§ Problem requirements
What is expected is a word-for-word copy of all the entries.

Saved entries:
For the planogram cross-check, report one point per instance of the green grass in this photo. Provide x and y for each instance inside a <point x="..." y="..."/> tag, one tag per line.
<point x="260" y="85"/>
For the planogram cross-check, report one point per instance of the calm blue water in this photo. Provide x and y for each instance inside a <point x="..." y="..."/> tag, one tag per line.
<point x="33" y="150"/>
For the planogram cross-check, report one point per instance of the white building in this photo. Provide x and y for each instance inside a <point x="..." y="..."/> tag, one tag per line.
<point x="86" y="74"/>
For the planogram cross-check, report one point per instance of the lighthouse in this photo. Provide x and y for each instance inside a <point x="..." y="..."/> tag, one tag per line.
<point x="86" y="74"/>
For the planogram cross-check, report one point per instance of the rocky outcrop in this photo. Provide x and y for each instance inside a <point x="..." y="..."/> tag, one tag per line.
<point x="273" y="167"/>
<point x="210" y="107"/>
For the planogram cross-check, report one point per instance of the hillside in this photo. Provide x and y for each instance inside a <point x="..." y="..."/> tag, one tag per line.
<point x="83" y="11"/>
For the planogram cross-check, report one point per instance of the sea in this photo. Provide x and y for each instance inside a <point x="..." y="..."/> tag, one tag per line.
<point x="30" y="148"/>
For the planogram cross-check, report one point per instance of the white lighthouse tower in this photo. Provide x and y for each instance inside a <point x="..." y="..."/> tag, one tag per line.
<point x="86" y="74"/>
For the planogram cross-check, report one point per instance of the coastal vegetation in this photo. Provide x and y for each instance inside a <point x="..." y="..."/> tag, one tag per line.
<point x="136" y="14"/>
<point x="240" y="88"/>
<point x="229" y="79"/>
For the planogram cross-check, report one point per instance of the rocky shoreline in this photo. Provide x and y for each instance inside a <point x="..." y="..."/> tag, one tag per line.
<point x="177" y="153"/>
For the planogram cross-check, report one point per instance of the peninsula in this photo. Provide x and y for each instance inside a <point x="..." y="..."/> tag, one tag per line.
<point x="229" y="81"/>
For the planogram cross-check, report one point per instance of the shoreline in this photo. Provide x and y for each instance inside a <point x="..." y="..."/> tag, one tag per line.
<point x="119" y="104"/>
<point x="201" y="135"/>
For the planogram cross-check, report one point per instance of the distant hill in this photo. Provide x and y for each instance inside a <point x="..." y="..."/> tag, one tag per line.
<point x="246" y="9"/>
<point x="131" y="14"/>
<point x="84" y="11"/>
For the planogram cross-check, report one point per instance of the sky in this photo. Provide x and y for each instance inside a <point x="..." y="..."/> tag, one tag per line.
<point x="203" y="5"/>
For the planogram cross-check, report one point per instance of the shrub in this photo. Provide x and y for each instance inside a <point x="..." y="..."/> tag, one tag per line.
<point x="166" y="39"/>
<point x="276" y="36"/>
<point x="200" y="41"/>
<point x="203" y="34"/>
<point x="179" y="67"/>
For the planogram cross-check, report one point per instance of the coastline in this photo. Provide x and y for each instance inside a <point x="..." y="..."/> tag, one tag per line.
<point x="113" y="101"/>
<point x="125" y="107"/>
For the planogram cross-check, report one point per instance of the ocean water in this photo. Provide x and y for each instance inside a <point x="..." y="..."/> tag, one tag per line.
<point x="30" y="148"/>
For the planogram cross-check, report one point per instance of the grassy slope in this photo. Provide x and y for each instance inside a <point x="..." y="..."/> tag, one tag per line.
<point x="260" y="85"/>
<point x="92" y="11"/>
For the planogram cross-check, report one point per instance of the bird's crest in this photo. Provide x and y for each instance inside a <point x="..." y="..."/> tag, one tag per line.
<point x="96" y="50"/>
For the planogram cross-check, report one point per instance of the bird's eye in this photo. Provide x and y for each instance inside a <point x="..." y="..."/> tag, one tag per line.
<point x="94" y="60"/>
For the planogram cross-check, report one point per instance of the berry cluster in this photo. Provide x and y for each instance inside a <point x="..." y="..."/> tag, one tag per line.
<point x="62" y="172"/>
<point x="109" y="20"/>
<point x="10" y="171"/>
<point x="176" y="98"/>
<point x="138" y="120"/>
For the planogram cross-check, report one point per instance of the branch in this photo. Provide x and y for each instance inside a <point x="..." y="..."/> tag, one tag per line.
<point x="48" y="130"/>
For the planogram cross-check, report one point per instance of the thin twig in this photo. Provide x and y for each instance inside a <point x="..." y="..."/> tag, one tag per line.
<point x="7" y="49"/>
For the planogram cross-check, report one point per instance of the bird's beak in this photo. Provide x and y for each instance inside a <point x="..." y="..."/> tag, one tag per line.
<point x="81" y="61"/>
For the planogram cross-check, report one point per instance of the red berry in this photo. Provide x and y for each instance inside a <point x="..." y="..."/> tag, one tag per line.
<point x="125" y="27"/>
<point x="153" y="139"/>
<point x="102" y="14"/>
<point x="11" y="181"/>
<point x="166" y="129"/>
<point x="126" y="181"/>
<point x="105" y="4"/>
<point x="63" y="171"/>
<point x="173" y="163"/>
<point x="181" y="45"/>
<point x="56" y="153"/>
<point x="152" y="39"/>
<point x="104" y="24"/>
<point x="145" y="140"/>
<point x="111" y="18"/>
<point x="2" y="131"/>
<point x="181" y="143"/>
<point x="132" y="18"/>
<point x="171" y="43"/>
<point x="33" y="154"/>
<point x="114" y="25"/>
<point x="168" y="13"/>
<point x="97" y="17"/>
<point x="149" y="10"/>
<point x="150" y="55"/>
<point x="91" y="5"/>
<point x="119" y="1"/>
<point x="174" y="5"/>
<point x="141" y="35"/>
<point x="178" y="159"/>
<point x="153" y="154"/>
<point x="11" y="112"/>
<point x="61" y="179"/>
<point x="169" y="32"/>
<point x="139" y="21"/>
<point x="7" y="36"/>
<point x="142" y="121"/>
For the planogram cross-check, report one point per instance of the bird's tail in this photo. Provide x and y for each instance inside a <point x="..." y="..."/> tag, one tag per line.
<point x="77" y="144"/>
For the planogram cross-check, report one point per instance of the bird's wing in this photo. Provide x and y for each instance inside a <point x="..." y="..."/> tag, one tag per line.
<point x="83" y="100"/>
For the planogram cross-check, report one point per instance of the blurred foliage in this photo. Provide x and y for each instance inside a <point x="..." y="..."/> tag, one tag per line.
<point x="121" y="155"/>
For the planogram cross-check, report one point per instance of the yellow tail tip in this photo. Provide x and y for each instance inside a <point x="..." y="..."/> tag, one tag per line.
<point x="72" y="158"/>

§ Answer to the problem
For the planogram cross-check, report one point per instance of the green grass in this photo. Provide x and y for each instance inside a <point x="..." y="..."/> tag, one tag per line.
<point x="260" y="85"/>
For the planogram cross-check, report one point per instance of the calm blue water in this photo. Provide x and y for each instance inside a <point x="..." y="..."/> tag, one tag per line.
<point x="33" y="150"/>
For the planogram cross-check, report one point per instance of the white building in this photo. Provide x and y for each instance inside a <point x="..." y="..."/> tag, one tag per line.
<point x="86" y="74"/>
For the planogram cross-check, report one point per instance of the lighthouse in this photo. Provide x and y for each instance inside a <point x="..." y="..."/> tag, one tag per line.
<point x="86" y="74"/>
For the planogram cross-check, report one point per instance of the rocky outcrop in this photo. Provide x and y for each instance inside a <point x="..." y="..."/> tag, one tag per line.
<point x="273" y="167"/>
<point x="210" y="107"/>
For the planogram cross-check, report one point per instance of the hillside in this photo. Provide x and y for each instance inside a <point x="..." y="..."/> tag, one tag per line.
<point x="83" y="11"/>
For the planogram cross-check, report one point per instance of the sea in this photo. Provide x and y for each instance inside a <point x="..." y="..."/> tag, one tag per line.
<point x="30" y="148"/>
For the planogram cross-check, report one point per instance of the white lighthouse tower in this photo. Provide x and y for each instance inside a <point x="..." y="..."/> tag, one tag per line.
<point x="86" y="74"/>
For the planogram cross-check, report one point per instance of the coastal vegetation in this photo. Provide x and y for each instance inside a <point x="..." y="..."/> tag, one tag per line.
<point x="136" y="14"/>
<point x="240" y="88"/>
<point x="229" y="79"/>
For the planogram cross-check, report one point per instance of the rocky shoreline in this photo. Provide x and y for each instance inside a <point x="..." y="..."/> tag, one tag per line.
<point x="177" y="153"/>
For the planogram cross-check, report one point per instance of the peninsula in this photo. Provide x and y for each instance inside a <point x="..." y="..."/> tag, one tag per line.
<point x="229" y="81"/>
For the planogram cross-check, report one point per instance of the shoreline in this photo. Provide x and y for each instance inside a <point x="..." y="..."/> tag, one tag per line.
<point x="119" y="104"/>
<point x="201" y="135"/>
For the planogram cross-check, report one point per instance of the distant hill in this photo. Provide x and y for each instance inside a <point x="..." y="..."/> tag, one tag per line.
<point x="246" y="9"/>
<point x="131" y="14"/>
<point x="84" y="11"/>
For the planogram cross-check, report one point per instance of the sky in this photo. Provide x and y for each instance inside a <point x="..." y="..."/> tag, one tag per line.
<point x="203" y="5"/>
For the planogram cross-check, report one point per instance of the shrub in this photo. Provide x and y for each instance inside a <point x="..." y="..."/> tag, one tag per line.
<point x="166" y="39"/>
<point x="276" y="36"/>
<point x="200" y="41"/>
<point x="203" y="34"/>
<point x="179" y="67"/>
For the planogram cross-check, report one point per instance of the coastline in this photo. Provide x and y for each instance inside a <point x="..." y="..."/> tag, one tag per line.
<point x="113" y="101"/>
<point x="125" y="107"/>
For the planogram cross-check, report one point per instance of the ocean water in this photo. Provide x and y for each instance inside a <point x="..." y="..."/> tag, one tag per line.
<point x="30" y="148"/>
For the planogram cross-check, report one point per instance of the grassy slope in this photo. Provide x and y for each instance inside a <point x="..." y="..."/> tag, one tag per line.
<point x="260" y="85"/>
<point x="92" y="11"/>
For the planogram cross-check, report one point per instance of the bird's crest in this photo. Provide x and y for each instance inside a <point x="..." y="..."/> tag, one tag per line.
<point x="96" y="50"/>
For the planogram cross-check, report one point per instance of the bird's eye in this photo. Provide x and y for each instance inside a <point x="..." y="..."/> tag, one tag per line.
<point x="94" y="60"/>
For the planogram cross-check, report one point per instance of the berry cluster in this photo. Provide x and y for each instance inside a <point x="..." y="..."/> tag, one tag per line.
<point x="62" y="172"/>
<point x="109" y="20"/>
<point x="10" y="171"/>
<point x="176" y="98"/>
<point x="138" y="120"/>
For the planogram cross-check, report one point per instance of the branch in this photo. Provide x and y for each instance inside a <point x="..." y="..."/> tag, one tag per line.
<point x="48" y="130"/>
For the planogram cross-check, report one point per instance of the thin twig in this photo. Provide x and y for each instance inside a <point x="..." y="..."/> tag, one tag per line.
<point x="7" y="49"/>
For the planogram cross-check, report one point per instance of the bird's beak in this photo. Provide x and y for each instance inside a <point x="..." y="..."/> tag, one tag per line.
<point x="81" y="61"/>
For the planogram cross-check, report one point per instance of the red berry in this photo. Provide x and y for each instance inside a <point x="..." y="..."/> tag, one tag per line.
<point x="125" y="27"/>
<point x="153" y="139"/>
<point x="102" y="14"/>
<point x="11" y="181"/>
<point x="166" y="129"/>
<point x="126" y="181"/>
<point x="105" y="4"/>
<point x="63" y="171"/>
<point x="173" y="163"/>
<point x="181" y="45"/>
<point x="56" y="153"/>
<point x="152" y="39"/>
<point x="104" y="24"/>
<point x="145" y="140"/>
<point x="111" y="18"/>
<point x="2" y="131"/>
<point x="181" y="143"/>
<point x="132" y="18"/>
<point x="171" y="43"/>
<point x="33" y="154"/>
<point x="114" y="25"/>
<point x="168" y="13"/>
<point x="97" y="17"/>
<point x="149" y="10"/>
<point x="150" y="55"/>
<point x="91" y="5"/>
<point x="119" y="1"/>
<point x="174" y="5"/>
<point x="141" y="35"/>
<point x="178" y="159"/>
<point x="153" y="154"/>
<point x="11" y="112"/>
<point x="61" y="179"/>
<point x="169" y="32"/>
<point x="139" y="21"/>
<point x="7" y="36"/>
<point x="142" y="121"/>
For the planogram cross-check, report one point per instance of the bird's tail in this photo. Provide x and y for each instance inside a <point x="..." y="..."/> tag, one tag per line.
<point x="77" y="144"/>
For the planogram cross-check, report one point per instance of the bird's wing in this photo. Provide x and y for each instance inside a <point x="..." y="..."/> tag, one tag per line.
<point x="83" y="100"/>
For the planogram cross-check, report one point per instance of the blurred foliage in this photo. Provide x and y for each instance inside a <point x="..." y="..."/> tag, one tag per line.
<point x="121" y="155"/>
For the planogram cross-check, report one point per instance of the yellow tail tip in this photo. Provide x and y for each instance inside a <point x="..." y="..."/> tag, one tag per line.
<point x="72" y="158"/>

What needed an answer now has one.